(Excerpts of location labeling data)
########################################
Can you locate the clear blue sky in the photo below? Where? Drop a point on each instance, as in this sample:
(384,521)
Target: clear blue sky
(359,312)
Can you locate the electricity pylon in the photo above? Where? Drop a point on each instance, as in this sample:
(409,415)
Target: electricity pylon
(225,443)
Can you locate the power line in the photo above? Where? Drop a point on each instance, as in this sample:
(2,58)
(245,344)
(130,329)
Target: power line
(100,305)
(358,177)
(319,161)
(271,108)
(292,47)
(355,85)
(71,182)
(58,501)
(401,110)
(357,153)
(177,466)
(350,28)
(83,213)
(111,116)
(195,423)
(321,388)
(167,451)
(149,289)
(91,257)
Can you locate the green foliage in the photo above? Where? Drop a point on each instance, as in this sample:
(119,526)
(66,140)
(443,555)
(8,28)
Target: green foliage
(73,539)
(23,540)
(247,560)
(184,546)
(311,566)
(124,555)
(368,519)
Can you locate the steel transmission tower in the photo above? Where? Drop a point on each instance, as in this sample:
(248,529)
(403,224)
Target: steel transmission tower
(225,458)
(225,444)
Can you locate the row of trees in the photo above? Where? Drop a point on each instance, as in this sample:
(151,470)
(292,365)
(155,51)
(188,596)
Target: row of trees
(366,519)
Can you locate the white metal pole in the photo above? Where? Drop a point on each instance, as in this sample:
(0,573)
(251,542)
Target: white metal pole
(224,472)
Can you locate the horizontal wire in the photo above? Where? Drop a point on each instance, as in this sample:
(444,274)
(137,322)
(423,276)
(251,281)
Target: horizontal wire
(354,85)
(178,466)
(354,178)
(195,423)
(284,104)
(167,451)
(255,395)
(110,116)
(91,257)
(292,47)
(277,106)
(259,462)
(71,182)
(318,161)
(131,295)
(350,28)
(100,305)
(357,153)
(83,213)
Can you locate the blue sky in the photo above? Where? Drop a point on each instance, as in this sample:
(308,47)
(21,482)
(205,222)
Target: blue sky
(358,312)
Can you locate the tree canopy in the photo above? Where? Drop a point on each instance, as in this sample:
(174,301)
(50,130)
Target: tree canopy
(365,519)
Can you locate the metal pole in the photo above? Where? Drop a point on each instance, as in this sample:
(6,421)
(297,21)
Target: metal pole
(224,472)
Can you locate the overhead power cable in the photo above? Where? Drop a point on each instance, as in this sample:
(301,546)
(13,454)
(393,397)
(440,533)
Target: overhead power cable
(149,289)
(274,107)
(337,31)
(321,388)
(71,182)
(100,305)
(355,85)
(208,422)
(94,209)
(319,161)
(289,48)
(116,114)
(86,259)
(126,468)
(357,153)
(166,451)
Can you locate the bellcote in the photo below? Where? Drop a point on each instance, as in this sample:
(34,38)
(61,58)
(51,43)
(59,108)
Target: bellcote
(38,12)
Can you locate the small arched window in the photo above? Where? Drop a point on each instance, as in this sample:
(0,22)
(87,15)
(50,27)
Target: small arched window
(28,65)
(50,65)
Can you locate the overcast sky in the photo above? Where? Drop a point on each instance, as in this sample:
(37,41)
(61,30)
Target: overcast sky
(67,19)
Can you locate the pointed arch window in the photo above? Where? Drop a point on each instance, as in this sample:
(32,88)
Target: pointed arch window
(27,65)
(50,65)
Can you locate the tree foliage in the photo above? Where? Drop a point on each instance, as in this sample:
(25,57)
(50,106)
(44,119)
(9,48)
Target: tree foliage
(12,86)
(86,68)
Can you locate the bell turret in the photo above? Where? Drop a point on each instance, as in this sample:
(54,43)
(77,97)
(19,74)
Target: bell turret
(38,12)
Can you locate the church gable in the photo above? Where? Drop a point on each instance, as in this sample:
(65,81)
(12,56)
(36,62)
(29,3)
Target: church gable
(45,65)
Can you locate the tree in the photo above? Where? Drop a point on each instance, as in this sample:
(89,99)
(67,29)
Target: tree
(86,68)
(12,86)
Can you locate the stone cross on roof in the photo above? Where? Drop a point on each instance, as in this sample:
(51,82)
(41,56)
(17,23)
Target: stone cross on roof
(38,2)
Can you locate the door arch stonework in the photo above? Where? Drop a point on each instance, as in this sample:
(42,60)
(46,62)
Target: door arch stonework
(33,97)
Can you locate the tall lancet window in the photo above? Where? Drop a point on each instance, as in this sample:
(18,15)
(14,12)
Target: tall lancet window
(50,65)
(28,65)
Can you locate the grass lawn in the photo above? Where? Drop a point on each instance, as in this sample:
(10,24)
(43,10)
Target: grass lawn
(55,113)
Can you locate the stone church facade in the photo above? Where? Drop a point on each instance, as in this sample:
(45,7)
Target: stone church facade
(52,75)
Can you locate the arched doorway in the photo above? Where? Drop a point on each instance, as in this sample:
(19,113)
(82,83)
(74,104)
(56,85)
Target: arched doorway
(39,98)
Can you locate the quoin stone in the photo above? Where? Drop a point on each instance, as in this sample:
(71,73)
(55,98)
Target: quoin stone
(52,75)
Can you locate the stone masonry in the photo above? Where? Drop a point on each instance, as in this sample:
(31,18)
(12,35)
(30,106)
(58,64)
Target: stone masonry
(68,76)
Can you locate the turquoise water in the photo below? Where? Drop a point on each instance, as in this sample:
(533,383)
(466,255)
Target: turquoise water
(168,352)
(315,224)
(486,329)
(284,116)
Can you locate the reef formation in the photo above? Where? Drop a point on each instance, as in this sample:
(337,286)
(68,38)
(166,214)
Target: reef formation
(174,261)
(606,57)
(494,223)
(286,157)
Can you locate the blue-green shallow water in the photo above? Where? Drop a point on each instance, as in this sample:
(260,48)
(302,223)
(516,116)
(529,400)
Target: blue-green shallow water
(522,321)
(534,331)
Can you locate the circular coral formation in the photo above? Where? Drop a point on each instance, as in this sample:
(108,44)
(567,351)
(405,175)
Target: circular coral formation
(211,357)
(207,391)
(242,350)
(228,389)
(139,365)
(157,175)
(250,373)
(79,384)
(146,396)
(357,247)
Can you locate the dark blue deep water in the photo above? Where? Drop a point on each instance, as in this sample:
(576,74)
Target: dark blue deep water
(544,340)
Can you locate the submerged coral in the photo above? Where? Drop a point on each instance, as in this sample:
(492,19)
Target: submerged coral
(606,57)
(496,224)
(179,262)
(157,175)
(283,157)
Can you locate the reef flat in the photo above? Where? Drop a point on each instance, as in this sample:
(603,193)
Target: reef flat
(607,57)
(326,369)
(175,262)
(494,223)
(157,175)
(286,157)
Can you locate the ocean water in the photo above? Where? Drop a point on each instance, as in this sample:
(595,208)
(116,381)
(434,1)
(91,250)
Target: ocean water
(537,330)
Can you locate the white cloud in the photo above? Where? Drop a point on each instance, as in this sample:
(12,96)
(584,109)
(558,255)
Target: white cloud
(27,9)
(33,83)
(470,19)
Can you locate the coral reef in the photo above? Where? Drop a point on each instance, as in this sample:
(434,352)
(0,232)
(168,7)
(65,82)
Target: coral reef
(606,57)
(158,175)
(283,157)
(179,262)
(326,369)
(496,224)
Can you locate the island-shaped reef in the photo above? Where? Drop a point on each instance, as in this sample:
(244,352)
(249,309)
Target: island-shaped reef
########################################
Copy all of the lines above exactly as they appear, without changing anything.

Can you locate the clear blue sky in the photo below? Where? Drop a point on each instance, as in this sample:
(384,521)
Target: clear blue sky
(359,312)
Can you locate the electricity pylon in the photo above? Where? Drop a point on each instance, as in this sample:
(409,415)
Target: electricity pylon
(225,443)
Can you locate the power line in the photo above? Where? Drop a point on each instance, as in this sample:
(2,58)
(245,344)
(130,329)
Target: power line
(100,305)
(358,177)
(319,161)
(271,108)
(292,47)
(355,85)
(71,182)
(58,501)
(401,110)
(357,153)
(177,466)
(350,28)
(83,213)
(111,116)
(195,423)
(321,388)
(167,451)
(149,289)
(91,257)
Can you locate the green foliage in the photo above? Where? Drop a point on each instance, as in this sample:
(119,526)
(66,140)
(443,555)
(8,28)
Target: green foliage
(73,539)
(23,540)
(247,560)
(184,546)
(311,566)
(124,555)
(368,519)
Can you locate the steel transmission tower in the photo above? Where? Drop a point on each instance, as in this sample:
(248,529)
(403,224)
Target: steel transmission tower
(225,458)
(225,444)
Can you locate the row of trees in the photo above? Where? Drop a point on each instance, as in this sample:
(151,470)
(292,365)
(155,51)
(188,596)
Target: row of trees
(366,519)
Can you locate the white metal pole in the photo above? Where? Drop a point on each instance, as in this sample:
(0,573)
(251,542)
Target: white metal pole
(224,472)
Can you locate the horizontal wire in the photo above? Where? Drop a point on each instance, as in this sample:
(444,274)
(137,322)
(423,276)
(251,281)
Target: horizontal wire
(354,85)
(178,466)
(354,178)
(195,423)
(284,104)
(167,451)
(255,395)
(110,116)
(91,257)
(292,47)
(277,106)
(259,462)
(71,182)
(318,161)
(131,295)
(350,28)
(100,305)
(357,153)
(83,213)
Can you locate the blue sky in the photo above? Where? Drop a point on each instance, as in this sample:
(308,47)
(21,482)
(205,222)
Target: blue sky
(358,312)
Can you locate the tree canopy in the photo above? Where? Drop a point on each instance, as in this sample:
(174,301)
(50,130)
Target: tree canopy
(365,519)
Can you locate the metal pole in the photo above? Where? Drop a point on each instance, as in this sample:
(6,421)
(297,21)
Target: metal pole
(224,472)
Can you locate the overhead power cable in the photo above? Where? Drop a point on each instance, as in this sample:
(301,546)
(13,454)
(393,397)
(440,533)
Target: overhead power cable
(149,289)
(274,107)
(337,31)
(321,388)
(71,182)
(100,305)
(355,85)
(208,422)
(94,209)
(319,161)
(289,48)
(116,114)
(86,259)
(126,468)
(357,153)
(166,451)
Can you locate the bellcote in the photo below? Where? Drop a point on each instance, as in this sample:
(34,38)
(61,58)
(51,43)
(59,108)
Target: bellcote
(38,12)
Can you locate the small arched window in the photo above? Where? Drop a point on each instance, as in this sample:
(0,22)
(87,15)
(50,27)
Target: small arched window
(28,65)
(50,65)
Can you locate the overcast sky in the photo above? Where? Drop a point on each instance, as in this sample:
(37,41)
(61,30)
Target: overcast sky
(67,19)
Can you locate the pointed arch window in the photo above? Where? Drop a point on each instance, as in this sample:
(32,88)
Target: pointed arch window
(27,65)
(50,65)
Can you locate the tree foliage in the photo above? Where? Drop a point on each instance, as in this sample:
(25,57)
(50,106)
(44,119)
(9,48)
Target: tree foliage
(12,86)
(86,68)
Can you locate the bell turret in the photo above? Where? Drop a point on each instance, as in this sample:
(54,43)
(77,97)
(19,74)
Target: bell turret
(38,12)
Can you locate the church gable in the photo above? Where? Drop a point on each instance, as in this sample:
(65,81)
(12,56)
(36,62)
(29,3)
Target: church gable
(45,65)
Can you locate the tree in the photo above? Where? Drop a point on each instance, as in this sample:
(89,99)
(67,29)
Target: tree
(86,68)
(12,86)
Can you locate the stone cross on roof in the photo above? Where? Drop a point on each instance, as in this sample:
(51,82)
(41,56)
(17,23)
Target: stone cross on roof
(38,2)
Can you locate the door arch stonework in the photo above? Where? Drop a point on each instance, as in this sample:
(42,60)
(46,62)
Target: door arch stonework
(33,97)
Can you locate the tall lancet window in the photo above? Where? Drop a point on each instance, as in this sample:
(18,15)
(14,12)
Target: tall lancet window
(50,65)
(28,65)
Can you locate the grass lawn in the photo above? Where? Drop a point on each instance, as in this sample:
(10,24)
(43,10)
Target: grass lawn
(55,113)
Can you locate the stone church facade in the photo above? Where? Drop a point on each instance, as in this sample:
(45,7)
Target: stone church facade
(52,75)
Can you locate the arched doorway in the photo above? Where? Drop a point on each instance, as in this sample:
(19,113)
(82,83)
(74,104)
(56,85)
Target: arched doorway
(39,98)
Can you locate the quoin stone in the photo above? Where? Drop a point on each instance, as in this sample:
(71,73)
(55,98)
Target: quoin stone
(52,75)
Can you locate the stone masonry in the photo above? Where? Drop a point on each instance, as in this sample:
(31,18)
(12,35)
(30,106)
(58,64)
Target: stone masonry
(68,76)
Can you locate the turquoise water in the photo below? Where? Drop a point on each instance, as in this sample:
(533,383)
(466,255)
Target: turquoise water
(168,352)
(315,224)
(486,329)
(284,116)
Can you locate the reef formation in the photo above? Where? Drop a point on each instance, as in this sample:
(337,286)
(68,38)
(166,214)
Target: reef formation
(174,261)
(606,57)
(494,223)
(286,157)
Can you locate the blue-green shallow water in the photo above? Where? Drop a point on each instance, as in this sample:
(260,48)
(302,223)
(516,116)
(529,400)
Target: blue-green shallow water
(522,321)
(534,331)
Can you locate the circular coral formation in the photo above? Where? Drop a point on each instance, as in this sample:
(108,44)
(567,351)
(405,175)
Target: circular coral formation
(211,357)
(207,391)
(242,350)
(228,389)
(139,365)
(157,175)
(250,373)
(79,384)
(146,396)
(357,247)
Can you locate the dark blue deep water in the photo above? Where? Drop a point on each instance, as in this sample:
(576,74)
Target: dark blue deep water
(544,340)
Can you locate the submerged coral in the photo above? Where? Drop a point on each instance, as in this sample:
(492,19)
Target: submerged coral
(606,57)
(496,224)
(179,262)
(157,175)
(283,157)
Can you locate the reef flat in the photo above? Where? Drop a point on each instance, as in this sample:
(603,193)
Target: reef flat
(607,57)
(326,369)
(175,262)
(494,223)
(157,175)
(286,157)
Can you locate the ocean water in the photo above? Where? Drop a point on each instance, as in this sample:
(595,208)
(116,381)
(434,1)
(91,250)
Target: ocean water
(537,330)
Can you locate the white cloud in the photo above? Where? Drop a point on each instance, as in this sample:
(12,96)
(584,109)
(558,255)
Target: white cloud
(27,9)
(33,83)
(470,19)
Can you locate the coral reef in the photo above? Where? Drop a point on each instance, as in this sample:
(434,352)
(0,232)
(168,7)
(65,82)
Target: coral reef
(606,57)
(158,175)
(283,157)
(179,262)
(326,369)
(496,224)
Can you locate the island-shaped reef in the photo above? Where? Drop a point on each instance, as in this sample:
(244,352)
(249,309)
Target: island-shaped reef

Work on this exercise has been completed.